INFORMATION SHOWN |
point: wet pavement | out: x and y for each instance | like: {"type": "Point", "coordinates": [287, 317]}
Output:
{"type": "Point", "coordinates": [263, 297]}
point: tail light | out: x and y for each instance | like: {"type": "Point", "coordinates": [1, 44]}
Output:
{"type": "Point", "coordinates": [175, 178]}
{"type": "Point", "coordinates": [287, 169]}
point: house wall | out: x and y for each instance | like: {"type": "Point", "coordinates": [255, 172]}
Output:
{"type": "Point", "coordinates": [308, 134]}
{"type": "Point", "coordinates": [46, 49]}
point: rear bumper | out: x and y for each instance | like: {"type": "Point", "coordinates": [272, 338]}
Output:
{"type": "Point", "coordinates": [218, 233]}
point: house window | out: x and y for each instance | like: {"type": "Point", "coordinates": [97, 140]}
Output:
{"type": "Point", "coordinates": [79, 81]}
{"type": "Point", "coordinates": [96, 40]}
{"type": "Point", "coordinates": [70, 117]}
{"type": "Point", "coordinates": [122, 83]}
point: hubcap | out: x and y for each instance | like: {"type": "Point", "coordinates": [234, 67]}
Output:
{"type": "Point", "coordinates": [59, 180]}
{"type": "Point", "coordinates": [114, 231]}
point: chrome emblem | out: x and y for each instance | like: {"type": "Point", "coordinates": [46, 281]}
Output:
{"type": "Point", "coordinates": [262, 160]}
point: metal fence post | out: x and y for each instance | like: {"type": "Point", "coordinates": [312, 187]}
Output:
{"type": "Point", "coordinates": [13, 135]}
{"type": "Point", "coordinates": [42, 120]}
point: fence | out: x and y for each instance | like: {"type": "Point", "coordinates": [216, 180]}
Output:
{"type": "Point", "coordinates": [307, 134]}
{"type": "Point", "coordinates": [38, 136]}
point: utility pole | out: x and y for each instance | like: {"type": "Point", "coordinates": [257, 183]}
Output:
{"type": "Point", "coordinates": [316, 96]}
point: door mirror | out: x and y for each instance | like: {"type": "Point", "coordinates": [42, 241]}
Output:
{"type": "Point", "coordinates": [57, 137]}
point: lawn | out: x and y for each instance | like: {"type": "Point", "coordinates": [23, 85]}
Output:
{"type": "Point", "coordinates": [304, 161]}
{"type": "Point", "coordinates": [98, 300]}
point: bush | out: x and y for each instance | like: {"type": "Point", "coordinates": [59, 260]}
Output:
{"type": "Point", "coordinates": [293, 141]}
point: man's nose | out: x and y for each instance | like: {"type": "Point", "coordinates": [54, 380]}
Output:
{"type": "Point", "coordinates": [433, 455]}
...
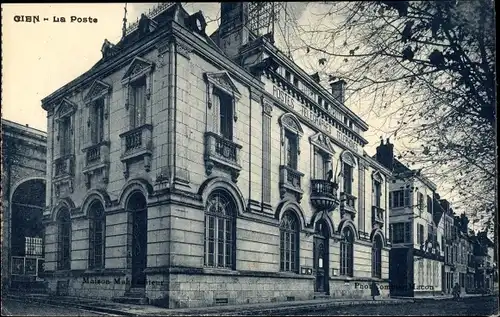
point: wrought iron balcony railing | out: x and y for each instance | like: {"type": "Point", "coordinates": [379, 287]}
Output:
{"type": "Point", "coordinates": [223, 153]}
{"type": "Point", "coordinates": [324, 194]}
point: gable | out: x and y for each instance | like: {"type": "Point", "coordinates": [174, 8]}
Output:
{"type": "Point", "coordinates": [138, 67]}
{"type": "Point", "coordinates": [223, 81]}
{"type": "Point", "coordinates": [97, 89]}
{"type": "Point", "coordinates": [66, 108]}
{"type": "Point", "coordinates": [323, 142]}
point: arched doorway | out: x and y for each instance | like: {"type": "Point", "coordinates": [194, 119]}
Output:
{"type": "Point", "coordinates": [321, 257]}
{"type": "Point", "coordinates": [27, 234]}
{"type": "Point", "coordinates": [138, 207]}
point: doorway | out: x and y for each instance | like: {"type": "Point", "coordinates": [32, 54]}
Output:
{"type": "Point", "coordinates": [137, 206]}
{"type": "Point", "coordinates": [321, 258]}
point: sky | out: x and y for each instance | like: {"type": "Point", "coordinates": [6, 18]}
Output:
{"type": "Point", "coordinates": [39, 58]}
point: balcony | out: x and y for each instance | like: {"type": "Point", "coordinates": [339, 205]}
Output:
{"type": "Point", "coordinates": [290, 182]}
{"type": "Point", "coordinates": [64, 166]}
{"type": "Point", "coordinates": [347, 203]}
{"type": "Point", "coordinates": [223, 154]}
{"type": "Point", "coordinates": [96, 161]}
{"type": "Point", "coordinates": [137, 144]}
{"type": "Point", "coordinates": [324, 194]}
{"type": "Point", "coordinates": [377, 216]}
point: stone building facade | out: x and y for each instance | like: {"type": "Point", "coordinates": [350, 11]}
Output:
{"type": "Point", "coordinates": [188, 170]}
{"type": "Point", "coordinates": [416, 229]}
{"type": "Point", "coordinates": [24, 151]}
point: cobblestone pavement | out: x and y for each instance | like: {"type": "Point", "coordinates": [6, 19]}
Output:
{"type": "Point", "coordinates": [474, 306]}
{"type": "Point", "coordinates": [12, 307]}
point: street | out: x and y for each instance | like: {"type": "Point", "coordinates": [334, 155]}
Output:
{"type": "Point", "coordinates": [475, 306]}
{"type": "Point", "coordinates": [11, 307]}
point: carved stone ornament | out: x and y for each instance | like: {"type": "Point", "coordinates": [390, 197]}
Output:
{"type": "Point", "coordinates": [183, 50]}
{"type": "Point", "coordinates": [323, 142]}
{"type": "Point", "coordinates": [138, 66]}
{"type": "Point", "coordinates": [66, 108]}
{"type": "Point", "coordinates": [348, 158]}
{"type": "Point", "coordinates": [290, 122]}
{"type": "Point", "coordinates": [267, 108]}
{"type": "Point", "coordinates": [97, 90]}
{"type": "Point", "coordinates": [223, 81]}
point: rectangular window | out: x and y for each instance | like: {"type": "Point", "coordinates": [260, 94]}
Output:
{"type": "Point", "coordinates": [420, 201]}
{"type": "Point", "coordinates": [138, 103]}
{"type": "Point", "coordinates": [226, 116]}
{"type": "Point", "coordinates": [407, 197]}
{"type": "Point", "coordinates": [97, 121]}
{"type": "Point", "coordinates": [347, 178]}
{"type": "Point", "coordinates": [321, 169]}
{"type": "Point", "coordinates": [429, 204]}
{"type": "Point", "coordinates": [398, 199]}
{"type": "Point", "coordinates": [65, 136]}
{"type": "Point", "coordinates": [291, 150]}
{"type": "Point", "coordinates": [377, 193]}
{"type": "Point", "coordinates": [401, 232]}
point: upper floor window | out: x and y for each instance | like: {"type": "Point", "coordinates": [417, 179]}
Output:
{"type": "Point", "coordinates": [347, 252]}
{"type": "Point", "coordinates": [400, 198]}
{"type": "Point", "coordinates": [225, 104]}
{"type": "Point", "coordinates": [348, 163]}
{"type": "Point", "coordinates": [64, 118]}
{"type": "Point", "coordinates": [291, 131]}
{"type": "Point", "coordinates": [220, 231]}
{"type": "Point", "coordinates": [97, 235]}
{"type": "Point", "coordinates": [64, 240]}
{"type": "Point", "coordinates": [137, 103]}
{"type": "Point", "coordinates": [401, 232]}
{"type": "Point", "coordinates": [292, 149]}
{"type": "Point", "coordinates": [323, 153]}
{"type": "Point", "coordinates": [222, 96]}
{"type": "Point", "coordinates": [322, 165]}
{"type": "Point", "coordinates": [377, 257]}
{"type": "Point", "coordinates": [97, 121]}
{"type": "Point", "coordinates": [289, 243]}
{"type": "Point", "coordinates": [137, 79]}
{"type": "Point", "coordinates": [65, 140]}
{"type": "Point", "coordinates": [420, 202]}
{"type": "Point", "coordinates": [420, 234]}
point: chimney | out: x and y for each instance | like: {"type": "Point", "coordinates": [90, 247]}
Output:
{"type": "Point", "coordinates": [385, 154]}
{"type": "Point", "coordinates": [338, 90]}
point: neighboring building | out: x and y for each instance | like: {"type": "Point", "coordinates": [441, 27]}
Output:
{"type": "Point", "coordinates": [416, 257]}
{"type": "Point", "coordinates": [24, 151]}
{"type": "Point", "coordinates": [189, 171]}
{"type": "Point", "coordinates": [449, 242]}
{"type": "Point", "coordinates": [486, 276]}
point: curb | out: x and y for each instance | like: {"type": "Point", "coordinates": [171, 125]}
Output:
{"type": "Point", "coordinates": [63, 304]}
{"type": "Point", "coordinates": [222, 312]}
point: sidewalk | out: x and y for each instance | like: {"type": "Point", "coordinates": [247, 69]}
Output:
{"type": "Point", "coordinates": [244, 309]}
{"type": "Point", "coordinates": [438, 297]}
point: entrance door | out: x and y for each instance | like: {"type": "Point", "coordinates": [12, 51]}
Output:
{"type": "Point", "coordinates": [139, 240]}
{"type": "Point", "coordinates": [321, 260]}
---
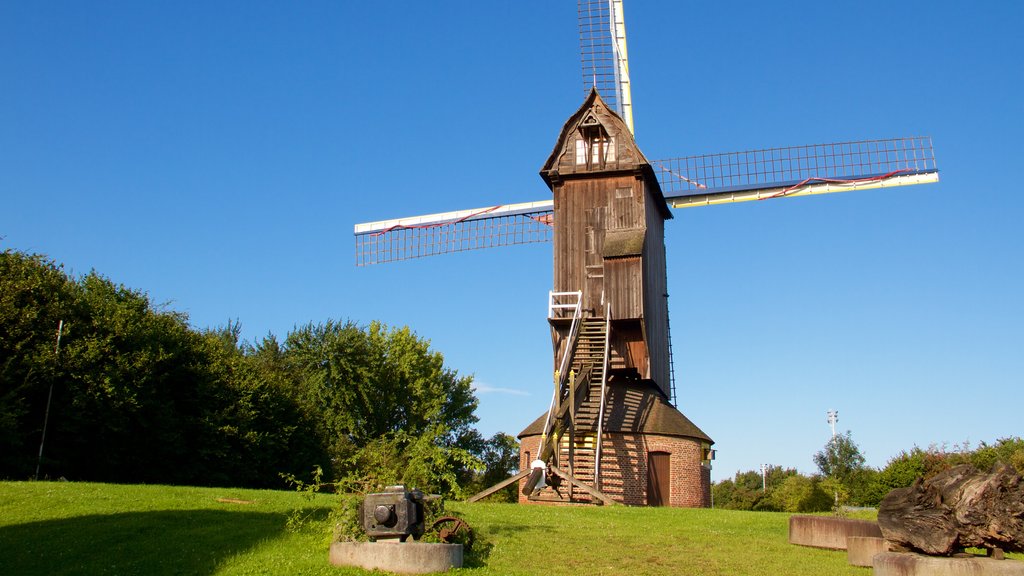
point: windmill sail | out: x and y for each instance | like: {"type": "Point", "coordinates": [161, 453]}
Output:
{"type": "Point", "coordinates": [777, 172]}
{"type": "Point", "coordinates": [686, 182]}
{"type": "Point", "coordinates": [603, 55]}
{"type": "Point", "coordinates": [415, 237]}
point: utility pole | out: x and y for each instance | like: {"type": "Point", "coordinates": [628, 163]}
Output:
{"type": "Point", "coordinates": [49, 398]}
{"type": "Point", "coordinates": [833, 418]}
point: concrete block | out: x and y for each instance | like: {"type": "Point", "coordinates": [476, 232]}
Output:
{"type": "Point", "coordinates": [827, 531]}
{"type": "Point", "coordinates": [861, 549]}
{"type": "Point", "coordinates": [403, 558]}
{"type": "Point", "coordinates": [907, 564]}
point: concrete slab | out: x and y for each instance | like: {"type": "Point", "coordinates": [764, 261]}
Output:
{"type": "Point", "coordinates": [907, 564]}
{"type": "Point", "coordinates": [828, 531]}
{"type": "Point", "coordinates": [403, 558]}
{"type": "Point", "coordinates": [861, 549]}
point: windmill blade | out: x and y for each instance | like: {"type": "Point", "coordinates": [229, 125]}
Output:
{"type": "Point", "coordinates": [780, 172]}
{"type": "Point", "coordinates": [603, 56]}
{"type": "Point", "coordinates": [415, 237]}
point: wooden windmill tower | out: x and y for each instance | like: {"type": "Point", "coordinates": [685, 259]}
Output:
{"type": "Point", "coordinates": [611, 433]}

TASK | Wherever a line in the records above includes "utility", count it, then give the total and nothing besides.

ANSWER BOX | 2